What is needed =>
Restate verbatim the span of lines below between the line with "positive clicks: (484, 319)" and the line with "negative clicks: (530, 292)", including those two lines, and only that span.

Supplied records =>
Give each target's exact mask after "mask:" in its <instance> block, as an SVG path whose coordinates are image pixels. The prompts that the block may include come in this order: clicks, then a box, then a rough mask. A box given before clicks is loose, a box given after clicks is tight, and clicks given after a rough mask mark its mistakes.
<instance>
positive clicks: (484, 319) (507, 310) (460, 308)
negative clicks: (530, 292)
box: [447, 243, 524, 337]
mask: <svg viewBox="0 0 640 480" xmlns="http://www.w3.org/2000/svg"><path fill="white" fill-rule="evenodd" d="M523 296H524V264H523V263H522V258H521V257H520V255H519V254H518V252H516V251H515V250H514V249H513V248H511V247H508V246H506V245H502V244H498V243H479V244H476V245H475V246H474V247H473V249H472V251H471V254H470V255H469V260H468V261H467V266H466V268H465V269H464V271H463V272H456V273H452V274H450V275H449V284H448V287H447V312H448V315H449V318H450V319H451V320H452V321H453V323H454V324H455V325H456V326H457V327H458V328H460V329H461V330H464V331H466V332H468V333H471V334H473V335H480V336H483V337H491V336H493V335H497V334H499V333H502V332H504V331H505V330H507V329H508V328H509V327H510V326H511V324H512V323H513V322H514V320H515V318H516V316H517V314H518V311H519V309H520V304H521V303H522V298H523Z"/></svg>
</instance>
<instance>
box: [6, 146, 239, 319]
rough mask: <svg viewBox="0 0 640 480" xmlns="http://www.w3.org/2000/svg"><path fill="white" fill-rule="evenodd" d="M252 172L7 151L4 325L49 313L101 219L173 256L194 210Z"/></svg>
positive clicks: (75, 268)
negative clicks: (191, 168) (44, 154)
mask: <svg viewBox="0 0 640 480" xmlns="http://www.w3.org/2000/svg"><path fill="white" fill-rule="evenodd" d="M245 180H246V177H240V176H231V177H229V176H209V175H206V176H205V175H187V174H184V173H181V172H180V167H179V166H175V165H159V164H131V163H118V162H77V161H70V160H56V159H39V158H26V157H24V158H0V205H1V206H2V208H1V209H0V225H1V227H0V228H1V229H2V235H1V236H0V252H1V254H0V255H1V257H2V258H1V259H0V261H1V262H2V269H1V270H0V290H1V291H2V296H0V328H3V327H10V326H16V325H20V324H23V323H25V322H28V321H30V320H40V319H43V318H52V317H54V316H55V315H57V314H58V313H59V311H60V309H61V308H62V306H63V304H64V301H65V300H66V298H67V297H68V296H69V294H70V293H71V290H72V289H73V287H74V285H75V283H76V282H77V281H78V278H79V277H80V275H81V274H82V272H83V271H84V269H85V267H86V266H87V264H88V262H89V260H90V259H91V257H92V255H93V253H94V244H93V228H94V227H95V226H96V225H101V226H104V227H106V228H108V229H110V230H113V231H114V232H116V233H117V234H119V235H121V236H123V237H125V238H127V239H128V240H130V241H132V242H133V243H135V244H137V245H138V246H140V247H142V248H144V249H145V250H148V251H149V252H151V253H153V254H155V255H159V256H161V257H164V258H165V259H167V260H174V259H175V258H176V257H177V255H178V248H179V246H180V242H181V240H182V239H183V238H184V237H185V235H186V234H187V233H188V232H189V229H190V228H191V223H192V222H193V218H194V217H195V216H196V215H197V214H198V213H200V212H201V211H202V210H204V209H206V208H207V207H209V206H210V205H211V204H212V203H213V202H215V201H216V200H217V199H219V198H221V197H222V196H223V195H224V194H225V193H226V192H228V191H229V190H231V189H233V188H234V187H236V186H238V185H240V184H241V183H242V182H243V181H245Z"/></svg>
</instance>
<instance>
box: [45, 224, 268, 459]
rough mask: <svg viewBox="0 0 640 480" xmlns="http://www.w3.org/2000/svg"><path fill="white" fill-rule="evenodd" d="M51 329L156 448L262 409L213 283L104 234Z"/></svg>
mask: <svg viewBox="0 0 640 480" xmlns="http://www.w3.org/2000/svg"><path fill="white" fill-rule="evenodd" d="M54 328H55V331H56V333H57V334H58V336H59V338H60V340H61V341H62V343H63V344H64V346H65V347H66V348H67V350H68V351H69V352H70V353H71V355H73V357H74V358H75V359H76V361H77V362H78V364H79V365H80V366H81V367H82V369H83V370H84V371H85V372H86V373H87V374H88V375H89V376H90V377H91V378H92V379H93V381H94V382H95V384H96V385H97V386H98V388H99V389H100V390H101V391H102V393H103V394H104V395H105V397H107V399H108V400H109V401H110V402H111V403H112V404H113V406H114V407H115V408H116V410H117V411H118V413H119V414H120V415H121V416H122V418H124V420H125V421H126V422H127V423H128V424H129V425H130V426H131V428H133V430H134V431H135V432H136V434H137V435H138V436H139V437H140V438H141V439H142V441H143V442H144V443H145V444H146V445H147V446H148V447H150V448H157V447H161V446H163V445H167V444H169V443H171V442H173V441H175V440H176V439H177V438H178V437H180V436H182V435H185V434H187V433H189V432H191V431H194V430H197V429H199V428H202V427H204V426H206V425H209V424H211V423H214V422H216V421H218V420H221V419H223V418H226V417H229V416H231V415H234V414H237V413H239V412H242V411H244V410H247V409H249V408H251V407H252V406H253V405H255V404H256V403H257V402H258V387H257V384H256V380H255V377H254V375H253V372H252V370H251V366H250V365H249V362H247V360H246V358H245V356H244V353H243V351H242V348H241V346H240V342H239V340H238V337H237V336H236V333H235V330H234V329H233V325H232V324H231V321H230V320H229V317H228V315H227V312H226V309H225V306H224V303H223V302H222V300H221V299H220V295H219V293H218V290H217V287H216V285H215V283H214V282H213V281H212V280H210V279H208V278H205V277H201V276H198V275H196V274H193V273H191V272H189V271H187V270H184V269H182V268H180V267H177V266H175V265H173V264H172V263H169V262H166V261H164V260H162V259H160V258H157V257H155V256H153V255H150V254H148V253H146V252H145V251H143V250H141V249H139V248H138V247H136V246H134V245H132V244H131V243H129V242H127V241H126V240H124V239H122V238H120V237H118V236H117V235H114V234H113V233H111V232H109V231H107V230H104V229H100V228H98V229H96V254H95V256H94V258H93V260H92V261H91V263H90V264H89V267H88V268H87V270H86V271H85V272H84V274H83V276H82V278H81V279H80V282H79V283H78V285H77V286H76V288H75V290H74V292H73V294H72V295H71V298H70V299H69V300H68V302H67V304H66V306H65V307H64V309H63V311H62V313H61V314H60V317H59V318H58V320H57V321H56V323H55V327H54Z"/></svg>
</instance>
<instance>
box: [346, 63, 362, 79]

Task solution =>
positive clicks: (484, 319) (507, 310) (460, 308)
negative clicks: (530, 292)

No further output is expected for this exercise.